GOAL:
Copy out each line of the material below with no changes.

+++

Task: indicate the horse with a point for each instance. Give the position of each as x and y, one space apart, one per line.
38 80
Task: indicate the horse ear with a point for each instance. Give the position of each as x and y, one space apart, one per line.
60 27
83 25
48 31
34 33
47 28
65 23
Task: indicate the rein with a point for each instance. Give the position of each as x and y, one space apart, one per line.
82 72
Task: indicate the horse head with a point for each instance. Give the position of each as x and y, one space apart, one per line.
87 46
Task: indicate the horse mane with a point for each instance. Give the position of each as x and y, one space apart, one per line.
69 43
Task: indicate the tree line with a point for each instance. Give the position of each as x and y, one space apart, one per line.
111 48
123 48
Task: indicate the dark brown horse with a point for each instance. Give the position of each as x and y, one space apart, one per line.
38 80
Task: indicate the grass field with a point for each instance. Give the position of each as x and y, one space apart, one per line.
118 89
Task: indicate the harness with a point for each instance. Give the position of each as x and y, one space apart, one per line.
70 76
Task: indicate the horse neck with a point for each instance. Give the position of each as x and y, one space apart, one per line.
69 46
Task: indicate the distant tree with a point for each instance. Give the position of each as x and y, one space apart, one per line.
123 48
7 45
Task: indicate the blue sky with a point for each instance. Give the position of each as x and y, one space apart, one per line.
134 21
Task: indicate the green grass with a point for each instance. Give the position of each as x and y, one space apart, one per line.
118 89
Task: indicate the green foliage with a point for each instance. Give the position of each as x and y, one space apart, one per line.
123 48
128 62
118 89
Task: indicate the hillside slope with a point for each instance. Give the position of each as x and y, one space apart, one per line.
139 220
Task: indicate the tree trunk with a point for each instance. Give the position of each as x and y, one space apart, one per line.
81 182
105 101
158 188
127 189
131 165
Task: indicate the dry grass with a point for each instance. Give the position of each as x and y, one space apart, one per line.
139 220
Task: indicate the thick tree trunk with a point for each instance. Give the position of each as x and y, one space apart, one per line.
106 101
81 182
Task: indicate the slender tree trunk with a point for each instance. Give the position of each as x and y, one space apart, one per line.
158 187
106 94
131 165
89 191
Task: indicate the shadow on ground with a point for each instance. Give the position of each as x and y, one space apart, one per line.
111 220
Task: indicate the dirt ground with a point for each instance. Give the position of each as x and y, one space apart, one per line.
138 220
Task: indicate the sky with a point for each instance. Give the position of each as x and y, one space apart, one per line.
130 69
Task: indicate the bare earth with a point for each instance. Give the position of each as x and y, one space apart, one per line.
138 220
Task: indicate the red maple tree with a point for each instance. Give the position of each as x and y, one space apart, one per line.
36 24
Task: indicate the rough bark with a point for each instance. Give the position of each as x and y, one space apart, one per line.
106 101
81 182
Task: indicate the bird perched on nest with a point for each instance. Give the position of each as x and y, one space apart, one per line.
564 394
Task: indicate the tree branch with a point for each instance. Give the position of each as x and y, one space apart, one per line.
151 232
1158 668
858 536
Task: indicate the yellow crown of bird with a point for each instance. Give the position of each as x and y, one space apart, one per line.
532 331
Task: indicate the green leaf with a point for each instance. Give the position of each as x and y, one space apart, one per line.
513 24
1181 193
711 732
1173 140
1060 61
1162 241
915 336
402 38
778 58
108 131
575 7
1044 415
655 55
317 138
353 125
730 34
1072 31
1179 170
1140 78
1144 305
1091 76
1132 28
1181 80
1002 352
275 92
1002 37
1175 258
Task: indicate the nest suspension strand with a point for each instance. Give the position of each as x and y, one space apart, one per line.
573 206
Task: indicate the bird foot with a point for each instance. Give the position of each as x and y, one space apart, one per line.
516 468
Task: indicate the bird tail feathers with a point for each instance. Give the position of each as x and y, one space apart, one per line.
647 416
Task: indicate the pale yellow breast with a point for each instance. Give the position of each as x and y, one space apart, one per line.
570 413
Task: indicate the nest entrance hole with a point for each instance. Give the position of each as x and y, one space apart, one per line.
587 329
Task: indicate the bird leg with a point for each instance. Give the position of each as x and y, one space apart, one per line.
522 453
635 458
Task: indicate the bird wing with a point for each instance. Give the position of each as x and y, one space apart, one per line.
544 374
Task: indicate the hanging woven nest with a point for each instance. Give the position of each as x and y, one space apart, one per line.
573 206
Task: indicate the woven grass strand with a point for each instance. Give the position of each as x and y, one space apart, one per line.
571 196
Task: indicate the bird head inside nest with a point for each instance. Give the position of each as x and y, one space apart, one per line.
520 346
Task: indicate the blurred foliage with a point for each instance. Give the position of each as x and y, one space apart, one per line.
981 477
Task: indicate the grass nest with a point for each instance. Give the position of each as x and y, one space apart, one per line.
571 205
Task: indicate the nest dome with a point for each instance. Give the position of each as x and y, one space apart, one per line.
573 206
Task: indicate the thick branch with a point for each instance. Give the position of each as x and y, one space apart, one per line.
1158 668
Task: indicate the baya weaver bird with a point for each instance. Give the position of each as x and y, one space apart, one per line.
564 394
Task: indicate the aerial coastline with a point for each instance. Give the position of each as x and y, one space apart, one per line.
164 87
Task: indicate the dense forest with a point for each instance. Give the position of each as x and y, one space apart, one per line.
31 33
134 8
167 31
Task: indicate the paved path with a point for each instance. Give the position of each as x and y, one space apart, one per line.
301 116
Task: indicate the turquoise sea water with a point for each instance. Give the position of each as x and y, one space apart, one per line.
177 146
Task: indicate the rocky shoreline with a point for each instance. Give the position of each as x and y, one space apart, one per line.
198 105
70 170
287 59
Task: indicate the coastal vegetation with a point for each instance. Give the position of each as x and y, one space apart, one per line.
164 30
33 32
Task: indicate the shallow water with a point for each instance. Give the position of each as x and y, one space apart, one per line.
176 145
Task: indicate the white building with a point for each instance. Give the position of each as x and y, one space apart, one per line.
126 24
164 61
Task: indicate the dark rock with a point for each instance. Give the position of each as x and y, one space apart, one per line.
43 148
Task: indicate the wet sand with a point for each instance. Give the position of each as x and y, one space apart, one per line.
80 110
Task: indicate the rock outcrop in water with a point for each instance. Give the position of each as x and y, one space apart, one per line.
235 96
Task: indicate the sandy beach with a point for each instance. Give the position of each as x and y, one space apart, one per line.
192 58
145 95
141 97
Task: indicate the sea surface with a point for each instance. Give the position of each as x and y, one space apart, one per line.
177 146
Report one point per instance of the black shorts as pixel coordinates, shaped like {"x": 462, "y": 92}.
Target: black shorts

+++

RESPONSE BELOW:
Task: indicate the horse with a point for each instance. Give the position of each as x and y, one space apart, one per line.
38 80
Task: indicate the horse ear with a point for each instance. Give the position of each as x and y, one space apart, one per line.
60 27
83 25
48 31
34 33
47 28
65 23
Task: indicate the rein with a point for each instance. Give the position of each as x and y, one space apart, one per line.
82 72
Task: indicate the horse head with a point for each instance. Give the position of each as x and y, one space apart, one per line.
87 46
Task: indicate the horse mane with a point for each instance. Give the position of each as x and y, one space apart, one per line.
69 43
Task: indicate the tree line with a point for each instance. Give the position of each as x and y, one space apart, one per line.
111 48
123 48
Task: indicate the dark brown horse with a point for each instance. Give the position of each as x and y, one space apart, one per line.
38 80
Task: indicate the grass field with a point for each instance. Give the position of each as x and y, one space apart, one per line.
118 89
Task: indicate the harness with a point for each instance. Give the position of each as x and y, one space apart, one per line.
70 76
Task: indicate the horse neck with a point for each instance. Give the position of each as x and y, one space apart, one per line.
69 46
Task: indicate the distant tree with a point for each instance. Give the position of each as x and y, one space apart, one per line.
123 48
7 45
Task: indicate the blue sky with a point for each instance. Give the position of each as x and y, one space apart, one per line.
134 21
Task: indicate the green grass with a point for each instance. Give the position of each as x and y, one space apart, one per line.
118 89
Task: indicate the green foliage with a point for each instance. Give the position of each as x and y, one space apart, one per line.
123 48
128 62
118 89
Task: indicate the hillside slope with a point for each instance. Give the position of each as x and y, one space apart, one per line.
139 220
Task: indicate the tree trunk with a point for each instance. Give the position of each as x and y, one space apart, one per line.
81 182
105 101
158 188
127 189
131 165
Task: indicate the dry grass with a point for each instance. Give the position of each as x and y, one space apart, one per line.
139 220
Task: indicate the thick tree trunk with a point for each instance. Give the position of each as x and y, one space apart, one per line.
106 101
81 182
Task: indicate the slender tree trunk with a point for each instance. Give the position of each as x and y, one space apart, one per line.
158 187
106 94
131 165
89 191
Task: indicate the shadow on ground with a point for each instance. Give the position of each as x and y, one space apart, one per line.
111 220
Task: indicate the dirt ground with a point for each instance. Give the position of each as x and y, one space apart, one per line.
138 220
Task: indicate the sky with a point for each instance. Give the position of each as x and y, one space apart, one per line.
130 69
Task: indicate the bare earth with a point for each instance. Give the position of each as x and y, one space apart, one per line.
138 220
Task: indicate the red maple tree with a point for each instance. Give the position of each as x and y, one space apart, one per line.
36 24
Task: indicate the rough bark with a point for each instance. Give the position of each as x and y, one space apart, one per line.
106 101
81 182
Task: indicate the bird perched on nest with a point for each instance. Give the position of each as x and y, one space apart, one per line.
564 394
Task: indicate the tree branch with a point for each instance. Give the position of each as x and y, one space apart, one per line.
151 232
1158 668
858 536
Task: indicate the yellow crown of bird with a point for each instance. Give the position of each as x and y, one space apart, one per line.
532 331
Task: indicate the green leaf with a point for each instance. Give the position of each as x and y, one space apart, one per line.
513 24
1181 193
711 732
1173 140
1060 61
1162 241
915 336
402 38
778 58
108 131
575 7
1044 415
655 55
317 138
353 125
730 34
1072 31
1179 170
1140 78
1144 305
1091 76
1132 28
1181 80
1002 352
275 92
1002 37
1175 258
Task: indicate the nest suspension strand with a point for each instance. Give the position of each as x and y, one space apart, one per line.
573 206
Task: indicate the bird foot with a point for each instance. Give the position of each as x and y, one space apart, one per line.
516 468
Task: indicate the bird tail feathers with a point for each instance. Give the position of each as x and y, one space apart, one per line.
647 416
Task: indicate the pale yellow breast with a point for each instance. Give the position of each as x and y, one space apart, one per line.
570 413
Task: indicate the nest entrance hole with a point for each instance. Give the position of each as x and y, one space apart, one per line.
587 329
Task: indicate the bird leg with a point for each instance. Give the position of each as x and y, one space apart, one per line.
522 453
635 458
Task: indicate the bird wing with a point for each instance. Give the position of each as x and y, one space apart, one per line.
544 374
Task: indicate the hanging woven nest with a point for each instance. Give the position of each as x and y, one space apart, one per line.
573 206
Task: indicate the woven grass strand with a point for each instance. Give the position of each as x and y, one space apart, one per line.
571 196
Task: indicate the bird head inside nest with a point for each instance. Give the position of each as x and y, one space apart, one per line.
520 346
Task: indicate the blurred foliage with a point for each instance. Give the position of each as x and y, one space apart, one per line.
981 477
Task: indicate the grass nest with a point for each instance. Give the position of each as x and y, one space apart, one per line.
571 205
Task: indicate the nest dome with a point for each instance. Give the position of each as x and y, one space apart, one per line.
573 206
Task: indicate the thick branch with a point for each instance. Give the position of each as x and y, one space apart, one per line.
1158 668
Task: indicate the baya weaver bird with a point for each instance. Give the position of each as x and y, one space apart, one per line.
564 394
Task: indicate the aerial coastline with a point for each instance. Give the position of each as x and y, one space apart, one per line.
164 87
Task: indicate the dense forest with a point for each instance. Give the position of each as x and y, one space apart, one per line.
31 33
134 8
167 31
Task: indicate the paved path with a point for each instance. Give the position of each as x and y, one space apart, one per line.
301 116
Task: indicate the turquoise sea water with a point for each instance. Give the position of each as x and y, one space apart, one per line.
177 146
Task: indicate the rocky shoreline with a point for each instance. Give the position of each as x and y, one space apart, one per line.
198 105
70 170
287 59
Task: indicate the coastal vegetation with a point for each instance. Give the position of each as x and y, one space apart, one per line.
164 30
33 32
Task: indicate the shallow water with a point for each instance. Give the position of each as x and y, one space apart, one per line.
176 145
Task: indicate the white building with a point for each instance. Give the position of each as x and y, one space apart, one per line.
126 24
164 61
Task: indicate the dark rock with a point for each instance. Give the position of each as x and y, one space apart, one per line.
43 148
Task: indicate the wet sand with a point for each instance. Give the position of each as x and y, one space apart, one per line.
80 110
Task: indicate the rock outcrop in water with a point for each instance. Give the position of each as x and y, one space apart, one per line.
235 96
Task: indicate the sandy beach with a point for each instance. Give the position of each as x and y, one space apart, one per line.
192 58
145 95
141 97
Task: indicate the sea surface with a point for each instance. Give the position of each as x and y, one space apart, one per line.
177 146
Report one point per instance of the black shorts as pixel coordinates, shaped like {"x": 462, "y": 92}.
Target: black shorts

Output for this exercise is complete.